Task to complete: Please report how many lines in the data below contain the string "forest". Give only the number.

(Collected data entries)

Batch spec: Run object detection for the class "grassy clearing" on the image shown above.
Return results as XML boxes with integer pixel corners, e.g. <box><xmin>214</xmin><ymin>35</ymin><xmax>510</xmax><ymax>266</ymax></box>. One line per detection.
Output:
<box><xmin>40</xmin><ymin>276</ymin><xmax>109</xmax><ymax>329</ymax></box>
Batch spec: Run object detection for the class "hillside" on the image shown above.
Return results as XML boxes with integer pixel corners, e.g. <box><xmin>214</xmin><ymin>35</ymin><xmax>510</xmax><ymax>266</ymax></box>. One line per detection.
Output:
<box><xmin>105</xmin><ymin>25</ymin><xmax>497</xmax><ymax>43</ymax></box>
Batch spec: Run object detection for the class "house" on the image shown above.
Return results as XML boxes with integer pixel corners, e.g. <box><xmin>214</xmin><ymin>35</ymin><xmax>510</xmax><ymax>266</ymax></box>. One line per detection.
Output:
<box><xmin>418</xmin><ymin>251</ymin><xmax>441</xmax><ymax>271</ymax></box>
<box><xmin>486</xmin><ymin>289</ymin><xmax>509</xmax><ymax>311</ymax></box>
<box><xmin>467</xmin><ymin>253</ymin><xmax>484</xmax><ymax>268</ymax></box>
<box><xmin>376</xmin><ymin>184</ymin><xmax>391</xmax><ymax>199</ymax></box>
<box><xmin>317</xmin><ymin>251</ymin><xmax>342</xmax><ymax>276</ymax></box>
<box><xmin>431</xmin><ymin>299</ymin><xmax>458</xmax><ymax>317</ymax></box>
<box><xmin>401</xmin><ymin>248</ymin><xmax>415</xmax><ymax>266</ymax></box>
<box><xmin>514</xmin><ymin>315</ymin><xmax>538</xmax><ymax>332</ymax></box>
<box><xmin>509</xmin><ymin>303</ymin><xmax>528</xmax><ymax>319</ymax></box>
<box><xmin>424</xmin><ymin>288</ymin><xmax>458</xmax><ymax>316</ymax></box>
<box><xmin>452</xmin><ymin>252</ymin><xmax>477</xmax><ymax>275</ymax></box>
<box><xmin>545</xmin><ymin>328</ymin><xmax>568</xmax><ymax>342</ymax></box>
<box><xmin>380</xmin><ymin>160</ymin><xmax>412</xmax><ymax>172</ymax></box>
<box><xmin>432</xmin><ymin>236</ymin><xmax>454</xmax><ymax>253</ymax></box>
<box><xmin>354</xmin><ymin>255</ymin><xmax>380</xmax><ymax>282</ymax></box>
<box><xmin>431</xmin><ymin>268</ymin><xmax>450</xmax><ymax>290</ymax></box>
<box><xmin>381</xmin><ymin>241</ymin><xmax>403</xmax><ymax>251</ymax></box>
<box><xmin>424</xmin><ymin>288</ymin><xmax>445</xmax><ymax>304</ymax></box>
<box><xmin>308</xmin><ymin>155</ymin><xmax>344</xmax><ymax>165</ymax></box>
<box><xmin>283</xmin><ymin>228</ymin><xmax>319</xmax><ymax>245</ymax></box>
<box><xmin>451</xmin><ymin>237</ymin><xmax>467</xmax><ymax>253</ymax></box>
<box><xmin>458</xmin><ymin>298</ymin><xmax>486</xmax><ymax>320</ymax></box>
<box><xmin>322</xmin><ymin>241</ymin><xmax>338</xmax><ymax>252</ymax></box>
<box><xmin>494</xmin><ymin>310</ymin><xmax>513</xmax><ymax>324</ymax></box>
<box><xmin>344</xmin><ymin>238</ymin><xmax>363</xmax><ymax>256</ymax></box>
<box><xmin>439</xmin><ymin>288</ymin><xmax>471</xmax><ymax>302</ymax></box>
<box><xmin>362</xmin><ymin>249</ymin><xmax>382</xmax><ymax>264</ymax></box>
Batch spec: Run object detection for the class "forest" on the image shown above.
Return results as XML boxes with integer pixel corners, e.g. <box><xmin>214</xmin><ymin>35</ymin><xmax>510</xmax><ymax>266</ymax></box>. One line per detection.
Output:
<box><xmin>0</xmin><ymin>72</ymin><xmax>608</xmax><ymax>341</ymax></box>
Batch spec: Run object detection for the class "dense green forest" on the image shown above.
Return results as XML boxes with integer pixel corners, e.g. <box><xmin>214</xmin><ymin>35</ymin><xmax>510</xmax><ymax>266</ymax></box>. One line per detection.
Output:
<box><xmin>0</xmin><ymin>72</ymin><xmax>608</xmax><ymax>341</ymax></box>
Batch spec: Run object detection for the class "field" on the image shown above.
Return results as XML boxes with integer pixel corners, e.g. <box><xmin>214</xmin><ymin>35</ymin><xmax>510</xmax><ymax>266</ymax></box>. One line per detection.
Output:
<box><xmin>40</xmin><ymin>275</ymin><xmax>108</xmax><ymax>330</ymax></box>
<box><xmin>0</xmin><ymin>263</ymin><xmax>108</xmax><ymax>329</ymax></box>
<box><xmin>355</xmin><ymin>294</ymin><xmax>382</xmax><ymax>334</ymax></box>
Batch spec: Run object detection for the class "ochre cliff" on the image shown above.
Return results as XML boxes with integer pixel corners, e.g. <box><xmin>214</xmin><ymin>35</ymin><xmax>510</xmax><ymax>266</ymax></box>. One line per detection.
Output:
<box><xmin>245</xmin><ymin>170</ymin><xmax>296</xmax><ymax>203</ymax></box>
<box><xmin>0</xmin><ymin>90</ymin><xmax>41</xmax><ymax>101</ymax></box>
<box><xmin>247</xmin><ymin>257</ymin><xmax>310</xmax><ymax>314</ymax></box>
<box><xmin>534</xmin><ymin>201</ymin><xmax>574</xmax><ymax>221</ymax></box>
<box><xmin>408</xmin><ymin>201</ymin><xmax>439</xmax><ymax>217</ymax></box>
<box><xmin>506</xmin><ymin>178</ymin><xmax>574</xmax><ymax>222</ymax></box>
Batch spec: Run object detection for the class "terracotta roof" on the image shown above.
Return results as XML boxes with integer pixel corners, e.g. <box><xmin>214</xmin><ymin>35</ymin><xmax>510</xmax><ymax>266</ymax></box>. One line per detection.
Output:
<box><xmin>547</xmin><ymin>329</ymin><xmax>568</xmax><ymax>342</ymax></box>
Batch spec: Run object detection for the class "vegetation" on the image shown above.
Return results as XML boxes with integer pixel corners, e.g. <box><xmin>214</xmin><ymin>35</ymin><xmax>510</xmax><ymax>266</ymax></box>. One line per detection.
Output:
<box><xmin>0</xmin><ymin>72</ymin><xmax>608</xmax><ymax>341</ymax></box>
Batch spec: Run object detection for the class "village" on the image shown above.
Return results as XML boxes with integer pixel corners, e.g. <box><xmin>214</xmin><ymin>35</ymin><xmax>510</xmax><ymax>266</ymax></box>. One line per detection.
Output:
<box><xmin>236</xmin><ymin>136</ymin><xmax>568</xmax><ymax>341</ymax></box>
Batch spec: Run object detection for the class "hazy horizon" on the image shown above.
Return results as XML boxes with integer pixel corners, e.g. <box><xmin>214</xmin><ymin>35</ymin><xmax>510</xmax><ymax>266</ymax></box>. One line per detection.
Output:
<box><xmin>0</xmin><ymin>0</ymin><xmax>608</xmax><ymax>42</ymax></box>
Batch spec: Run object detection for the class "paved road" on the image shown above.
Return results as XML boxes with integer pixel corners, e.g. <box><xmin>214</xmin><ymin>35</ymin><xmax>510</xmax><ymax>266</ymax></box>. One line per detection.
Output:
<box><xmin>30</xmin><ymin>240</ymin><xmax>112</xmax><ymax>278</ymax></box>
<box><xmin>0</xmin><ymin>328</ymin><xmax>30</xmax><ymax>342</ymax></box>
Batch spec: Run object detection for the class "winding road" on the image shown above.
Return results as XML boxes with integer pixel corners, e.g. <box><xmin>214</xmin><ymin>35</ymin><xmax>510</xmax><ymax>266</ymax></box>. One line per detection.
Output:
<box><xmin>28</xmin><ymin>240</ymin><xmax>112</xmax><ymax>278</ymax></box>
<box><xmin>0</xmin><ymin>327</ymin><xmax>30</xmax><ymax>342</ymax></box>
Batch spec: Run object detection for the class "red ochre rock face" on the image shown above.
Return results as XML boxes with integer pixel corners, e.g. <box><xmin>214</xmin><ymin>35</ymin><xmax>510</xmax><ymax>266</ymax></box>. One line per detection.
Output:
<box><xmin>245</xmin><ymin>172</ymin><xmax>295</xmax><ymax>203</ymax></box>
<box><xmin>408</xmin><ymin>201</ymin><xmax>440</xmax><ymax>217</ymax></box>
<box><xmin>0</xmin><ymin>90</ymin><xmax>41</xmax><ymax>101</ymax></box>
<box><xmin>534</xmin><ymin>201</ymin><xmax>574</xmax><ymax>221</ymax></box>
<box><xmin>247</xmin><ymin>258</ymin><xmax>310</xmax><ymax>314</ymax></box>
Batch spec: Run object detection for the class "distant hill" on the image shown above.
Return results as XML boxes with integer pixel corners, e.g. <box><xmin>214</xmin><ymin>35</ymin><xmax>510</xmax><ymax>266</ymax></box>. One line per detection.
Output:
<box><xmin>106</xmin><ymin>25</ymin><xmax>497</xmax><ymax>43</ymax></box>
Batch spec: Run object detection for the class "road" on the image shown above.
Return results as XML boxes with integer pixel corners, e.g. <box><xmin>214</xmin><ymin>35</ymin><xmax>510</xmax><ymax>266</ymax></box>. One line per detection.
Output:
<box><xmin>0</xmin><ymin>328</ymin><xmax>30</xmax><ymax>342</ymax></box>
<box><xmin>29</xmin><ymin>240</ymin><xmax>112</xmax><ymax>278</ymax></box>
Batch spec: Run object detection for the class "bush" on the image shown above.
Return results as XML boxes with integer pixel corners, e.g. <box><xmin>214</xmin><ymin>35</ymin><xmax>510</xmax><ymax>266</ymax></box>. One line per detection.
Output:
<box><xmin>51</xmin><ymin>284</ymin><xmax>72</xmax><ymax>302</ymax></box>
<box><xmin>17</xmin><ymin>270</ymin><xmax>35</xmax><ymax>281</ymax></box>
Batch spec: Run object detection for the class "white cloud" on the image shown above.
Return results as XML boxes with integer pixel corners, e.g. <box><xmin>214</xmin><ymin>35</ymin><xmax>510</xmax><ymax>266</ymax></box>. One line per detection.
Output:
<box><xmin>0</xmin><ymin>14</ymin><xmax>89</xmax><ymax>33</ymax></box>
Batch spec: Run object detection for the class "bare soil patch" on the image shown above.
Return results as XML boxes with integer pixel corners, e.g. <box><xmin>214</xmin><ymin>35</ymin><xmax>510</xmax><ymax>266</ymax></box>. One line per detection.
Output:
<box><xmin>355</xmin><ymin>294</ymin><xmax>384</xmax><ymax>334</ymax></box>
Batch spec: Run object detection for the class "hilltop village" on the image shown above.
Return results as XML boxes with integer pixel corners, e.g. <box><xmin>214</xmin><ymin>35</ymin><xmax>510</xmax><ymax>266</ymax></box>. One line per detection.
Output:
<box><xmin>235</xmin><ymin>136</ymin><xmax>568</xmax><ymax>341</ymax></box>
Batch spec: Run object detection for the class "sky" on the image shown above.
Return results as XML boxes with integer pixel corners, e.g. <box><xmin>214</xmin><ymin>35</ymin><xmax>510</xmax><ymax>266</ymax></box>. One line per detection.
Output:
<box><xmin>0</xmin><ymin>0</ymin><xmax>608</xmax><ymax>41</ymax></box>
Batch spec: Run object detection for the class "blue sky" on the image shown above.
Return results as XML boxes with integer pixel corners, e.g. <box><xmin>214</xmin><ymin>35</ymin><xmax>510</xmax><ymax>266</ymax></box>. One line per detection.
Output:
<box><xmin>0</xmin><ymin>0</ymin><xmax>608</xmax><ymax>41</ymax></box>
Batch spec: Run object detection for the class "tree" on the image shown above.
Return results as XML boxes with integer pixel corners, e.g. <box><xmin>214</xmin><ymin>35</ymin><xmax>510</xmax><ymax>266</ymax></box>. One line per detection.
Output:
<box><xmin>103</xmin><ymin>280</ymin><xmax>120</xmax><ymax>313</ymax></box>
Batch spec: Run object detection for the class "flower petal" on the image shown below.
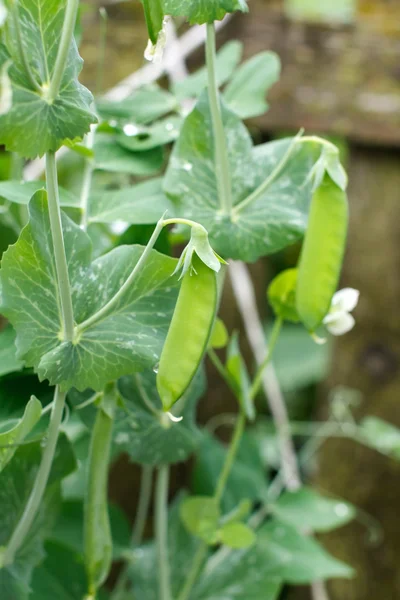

Solution to the exercise: 2